┌────────

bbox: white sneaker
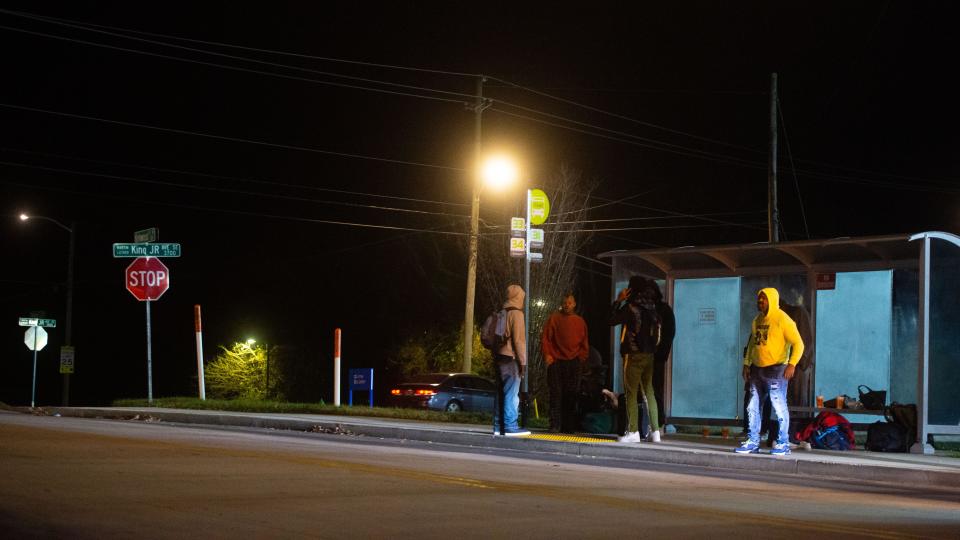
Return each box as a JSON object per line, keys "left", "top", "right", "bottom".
{"left": 647, "top": 430, "right": 661, "bottom": 443}
{"left": 618, "top": 431, "right": 641, "bottom": 443}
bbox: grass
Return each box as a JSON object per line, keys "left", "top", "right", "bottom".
{"left": 111, "top": 396, "right": 550, "bottom": 429}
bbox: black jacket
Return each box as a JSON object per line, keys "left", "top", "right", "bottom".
{"left": 609, "top": 299, "right": 661, "bottom": 356}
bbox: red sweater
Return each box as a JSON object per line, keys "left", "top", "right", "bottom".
{"left": 540, "top": 311, "right": 589, "bottom": 365}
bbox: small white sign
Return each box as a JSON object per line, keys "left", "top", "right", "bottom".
{"left": 510, "top": 217, "right": 526, "bottom": 238}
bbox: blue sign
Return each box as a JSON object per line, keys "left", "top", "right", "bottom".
{"left": 348, "top": 368, "right": 374, "bottom": 407}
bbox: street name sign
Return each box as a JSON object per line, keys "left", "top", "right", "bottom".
{"left": 19, "top": 317, "right": 56, "bottom": 327}
{"left": 113, "top": 243, "right": 181, "bottom": 258}
{"left": 126, "top": 257, "right": 171, "bottom": 301}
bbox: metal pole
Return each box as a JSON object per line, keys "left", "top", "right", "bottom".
{"left": 146, "top": 299, "right": 153, "bottom": 404}
{"left": 62, "top": 221, "right": 75, "bottom": 406}
{"left": 194, "top": 304, "right": 205, "bottom": 400}
{"left": 768, "top": 72, "right": 780, "bottom": 243}
{"left": 523, "top": 189, "right": 531, "bottom": 394}
{"left": 31, "top": 328, "right": 39, "bottom": 408}
{"left": 462, "top": 75, "right": 485, "bottom": 374}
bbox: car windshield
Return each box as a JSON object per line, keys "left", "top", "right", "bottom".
{"left": 405, "top": 374, "right": 451, "bottom": 385}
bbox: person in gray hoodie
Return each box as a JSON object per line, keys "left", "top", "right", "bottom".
{"left": 493, "top": 284, "right": 530, "bottom": 436}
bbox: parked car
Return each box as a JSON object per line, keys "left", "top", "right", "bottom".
{"left": 390, "top": 373, "right": 497, "bottom": 413}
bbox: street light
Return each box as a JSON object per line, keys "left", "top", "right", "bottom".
{"left": 462, "top": 155, "right": 518, "bottom": 373}
{"left": 19, "top": 213, "right": 76, "bottom": 406}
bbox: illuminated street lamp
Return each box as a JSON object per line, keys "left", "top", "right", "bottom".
{"left": 19, "top": 213, "right": 76, "bottom": 406}
{"left": 462, "top": 155, "right": 518, "bottom": 373}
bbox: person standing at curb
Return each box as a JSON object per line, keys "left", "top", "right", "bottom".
{"left": 736, "top": 287, "right": 804, "bottom": 456}
{"left": 650, "top": 281, "right": 675, "bottom": 432}
{"left": 493, "top": 284, "right": 531, "bottom": 437}
{"left": 541, "top": 291, "right": 590, "bottom": 433}
{"left": 609, "top": 276, "right": 663, "bottom": 443}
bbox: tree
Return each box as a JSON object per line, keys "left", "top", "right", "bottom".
{"left": 477, "top": 165, "right": 597, "bottom": 408}
{"left": 205, "top": 342, "right": 280, "bottom": 399}
{"left": 390, "top": 323, "right": 495, "bottom": 380}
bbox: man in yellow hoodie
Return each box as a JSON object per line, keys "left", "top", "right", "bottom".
{"left": 735, "top": 287, "right": 805, "bottom": 456}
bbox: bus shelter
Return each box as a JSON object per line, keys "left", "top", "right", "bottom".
{"left": 599, "top": 231, "right": 960, "bottom": 454}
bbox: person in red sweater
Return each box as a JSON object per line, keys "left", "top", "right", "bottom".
{"left": 541, "top": 292, "right": 590, "bottom": 433}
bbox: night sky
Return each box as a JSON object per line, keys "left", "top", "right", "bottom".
{"left": 2, "top": 3, "right": 957, "bottom": 406}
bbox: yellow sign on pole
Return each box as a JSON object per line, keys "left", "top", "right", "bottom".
{"left": 529, "top": 189, "right": 550, "bottom": 225}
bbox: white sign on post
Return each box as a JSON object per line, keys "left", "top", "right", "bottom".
{"left": 24, "top": 326, "right": 48, "bottom": 351}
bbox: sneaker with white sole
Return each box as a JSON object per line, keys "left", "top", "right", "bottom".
{"left": 618, "top": 431, "right": 641, "bottom": 443}
{"left": 647, "top": 430, "right": 661, "bottom": 443}
{"left": 770, "top": 442, "right": 791, "bottom": 456}
{"left": 734, "top": 440, "right": 760, "bottom": 454}
{"left": 503, "top": 427, "right": 531, "bottom": 437}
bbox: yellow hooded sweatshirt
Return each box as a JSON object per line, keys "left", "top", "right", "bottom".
{"left": 744, "top": 287, "right": 805, "bottom": 367}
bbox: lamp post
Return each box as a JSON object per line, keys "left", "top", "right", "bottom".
{"left": 462, "top": 156, "right": 518, "bottom": 373}
{"left": 19, "top": 213, "right": 75, "bottom": 406}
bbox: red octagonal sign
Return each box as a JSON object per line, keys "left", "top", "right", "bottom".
{"left": 126, "top": 257, "right": 170, "bottom": 301}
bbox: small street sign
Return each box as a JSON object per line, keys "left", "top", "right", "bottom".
{"left": 510, "top": 238, "right": 526, "bottom": 258}
{"left": 134, "top": 227, "right": 158, "bottom": 243}
{"left": 113, "top": 243, "right": 181, "bottom": 258}
{"left": 126, "top": 257, "right": 171, "bottom": 301}
{"left": 510, "top": 217, "right": 526, "bottom": 238}
{"left": 24, "top": 326, "right": 48, "bottom": 351}
{"left": 60, "top": 346, "right": 75, "bottom": 374}
{"left": 529, "top": 252, "right": 544, "bottom": 264}
{"left": 18, "top": 317, "right": 56, "bottom": 327}
{"left": 529, "top": 228, "right": 544, "bottom": 249}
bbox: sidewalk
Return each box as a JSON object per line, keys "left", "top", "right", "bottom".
{"left": 45, "top": 406, "right": 960, "bottom": 491}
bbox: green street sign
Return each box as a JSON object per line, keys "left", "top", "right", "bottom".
{"left": 113, "top": 243, "right": 181, "bottom": 258}
{"left": 18, "top": 317, "right": 56, "bottom": 328}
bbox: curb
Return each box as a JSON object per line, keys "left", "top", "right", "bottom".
{"left": 46, "top": 407, "right": 960, "bottom": 490}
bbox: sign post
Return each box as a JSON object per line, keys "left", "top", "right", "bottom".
{"left": 348, "top": 368, "right": 374, "bottom": 407}
{"left": 125, "top": 257, "right": 171, "bottom": 403}
{"left": 521, "top": 189, "right": 549, "bottom": 426}
{"left": 21, "top": 317, "right": 54, "bottom": 408}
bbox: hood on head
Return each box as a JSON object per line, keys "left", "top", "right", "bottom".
{"left": 504, "top": 284, "right": 525, "bottom": 310}
{"left": 759, "top": 287, "right": 781, "bottom": 316}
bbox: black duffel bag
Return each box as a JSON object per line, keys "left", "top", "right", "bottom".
{"left": 865, "top": 421, "right": 906, "bottom": 452}
{"left": 858, "top": 385, "right": 887, "bottom": 410}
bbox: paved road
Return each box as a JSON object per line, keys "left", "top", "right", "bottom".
{"left": 2, "top": 411, "right": 958, "bottom": 539}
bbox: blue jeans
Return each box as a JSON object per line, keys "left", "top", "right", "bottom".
{"left": 746, "top": 364, "right": 790, "bottom": 445}
{"left": 493, "top": 355, "right": 521, "bottom": 433}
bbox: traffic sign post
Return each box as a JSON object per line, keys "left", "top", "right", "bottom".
{"left": 125, "top": 257, "right": 171, "bottom": 403}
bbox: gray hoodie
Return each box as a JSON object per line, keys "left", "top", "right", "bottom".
{"left": 497, "top": 284, "right": 527, "bottom": 366}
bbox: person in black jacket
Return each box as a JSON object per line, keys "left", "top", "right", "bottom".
{"left": 650, "top": 281, "right": 676, "bottom": 431}
{"left": 609, "top": 276, "right": 663, "bottom": 443}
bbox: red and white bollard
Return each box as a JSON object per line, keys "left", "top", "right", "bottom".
{"left": 334, "top": 328, "right": 342, "bottom": 407}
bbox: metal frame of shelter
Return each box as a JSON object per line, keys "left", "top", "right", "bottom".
{"left": 599, "top": 231, "right": 960, "bottom": 454}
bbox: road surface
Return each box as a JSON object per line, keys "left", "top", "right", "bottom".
{"left": 1, "top": 411, "right": 958, "bottom": 539}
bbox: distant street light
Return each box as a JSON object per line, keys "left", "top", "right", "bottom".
{"left": 462, "top": 155, "right": 518, "bottom": 373}
{"left": 19, "top": 213, "right": 76, "bottom": 406}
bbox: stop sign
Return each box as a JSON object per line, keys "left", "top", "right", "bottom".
{"left": 126, "top": 257, "right": 170, "bottom": 301}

└────────

Please copy each line of the material that contains the word "person".

◆ **YOUR RESPONSE**
bbox: person in gray hoodie
bbox: person standing at curb
bbox: person in red sweater
bbox: person in black jacket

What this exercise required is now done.